◆ SUPPLIED MATERIAL
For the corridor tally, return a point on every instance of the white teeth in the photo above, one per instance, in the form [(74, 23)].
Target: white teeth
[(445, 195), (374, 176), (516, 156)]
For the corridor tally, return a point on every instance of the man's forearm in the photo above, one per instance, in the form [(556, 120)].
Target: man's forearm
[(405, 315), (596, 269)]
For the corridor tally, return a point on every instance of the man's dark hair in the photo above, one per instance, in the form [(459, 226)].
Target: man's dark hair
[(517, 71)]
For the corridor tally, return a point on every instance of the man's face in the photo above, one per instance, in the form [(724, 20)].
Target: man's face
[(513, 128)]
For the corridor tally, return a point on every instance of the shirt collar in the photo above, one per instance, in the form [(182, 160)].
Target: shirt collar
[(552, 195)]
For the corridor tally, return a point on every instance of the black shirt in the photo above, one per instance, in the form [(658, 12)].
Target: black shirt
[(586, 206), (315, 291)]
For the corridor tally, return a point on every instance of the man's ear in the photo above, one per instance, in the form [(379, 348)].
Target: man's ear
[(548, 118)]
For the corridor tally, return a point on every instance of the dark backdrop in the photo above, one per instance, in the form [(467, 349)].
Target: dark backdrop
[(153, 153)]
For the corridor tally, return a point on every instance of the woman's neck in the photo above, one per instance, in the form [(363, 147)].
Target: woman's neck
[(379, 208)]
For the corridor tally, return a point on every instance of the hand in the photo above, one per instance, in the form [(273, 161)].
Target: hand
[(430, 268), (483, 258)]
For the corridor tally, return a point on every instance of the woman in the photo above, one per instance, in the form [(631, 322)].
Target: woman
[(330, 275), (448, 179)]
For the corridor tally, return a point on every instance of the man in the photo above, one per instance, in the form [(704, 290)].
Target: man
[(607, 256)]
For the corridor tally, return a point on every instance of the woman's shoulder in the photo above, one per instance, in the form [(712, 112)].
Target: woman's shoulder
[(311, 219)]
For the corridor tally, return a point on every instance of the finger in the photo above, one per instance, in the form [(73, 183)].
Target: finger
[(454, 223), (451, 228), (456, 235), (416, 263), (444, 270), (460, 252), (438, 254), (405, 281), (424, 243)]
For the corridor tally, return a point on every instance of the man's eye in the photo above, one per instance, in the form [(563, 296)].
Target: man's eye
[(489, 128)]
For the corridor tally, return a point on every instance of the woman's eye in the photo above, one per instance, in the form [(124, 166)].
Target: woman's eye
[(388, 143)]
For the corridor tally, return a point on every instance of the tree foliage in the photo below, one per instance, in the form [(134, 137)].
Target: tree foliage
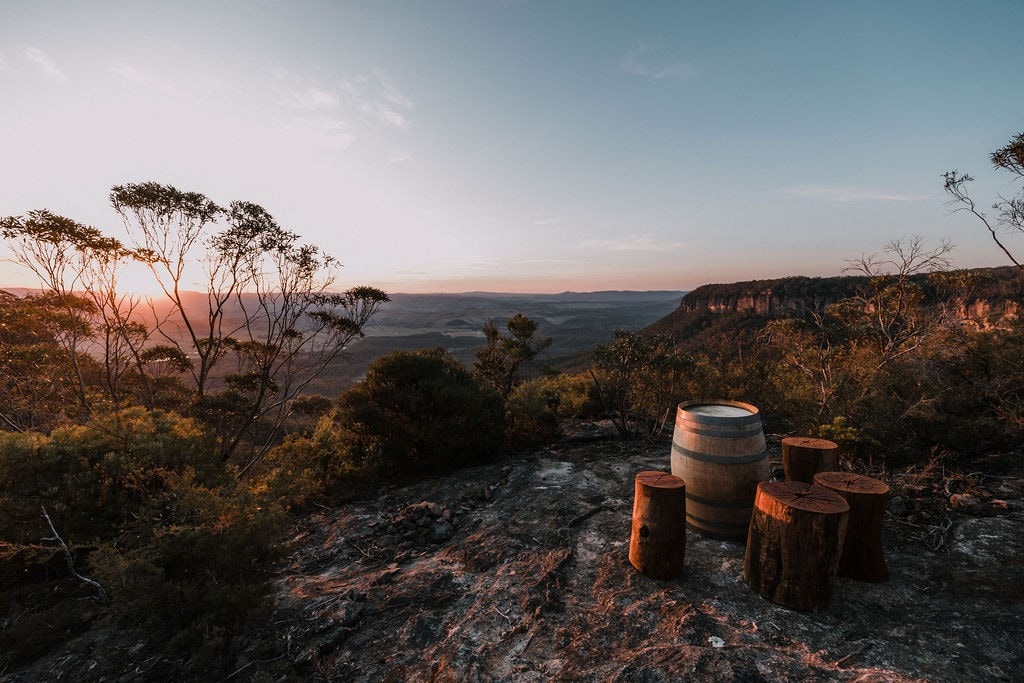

◆ AIM OF THE TASK
Can you pull out every line above that contains the word "woman" and copy each one in full?

◆ EXPECTED ANSWER
For the corridor tally, return a point on every instance of the woman's neck in the photo above, one per instance, in the form [(363, 147)].
Target: woman's neck
For the corridor tally, return a point on every instance of the woman in the photo above, one per instance, in the form [(631, 322)].
Target: woman
For the corridor tally, return a point on every instance of the woman's shoulder in the photo above, one per instance, in the form [(712, 112)].
Target: woman's shoulder
For the corridor tally, return a point on every instance of the woman's eye in the photo above, one per instance, in the form [(124, 166)].
Target: woman's eye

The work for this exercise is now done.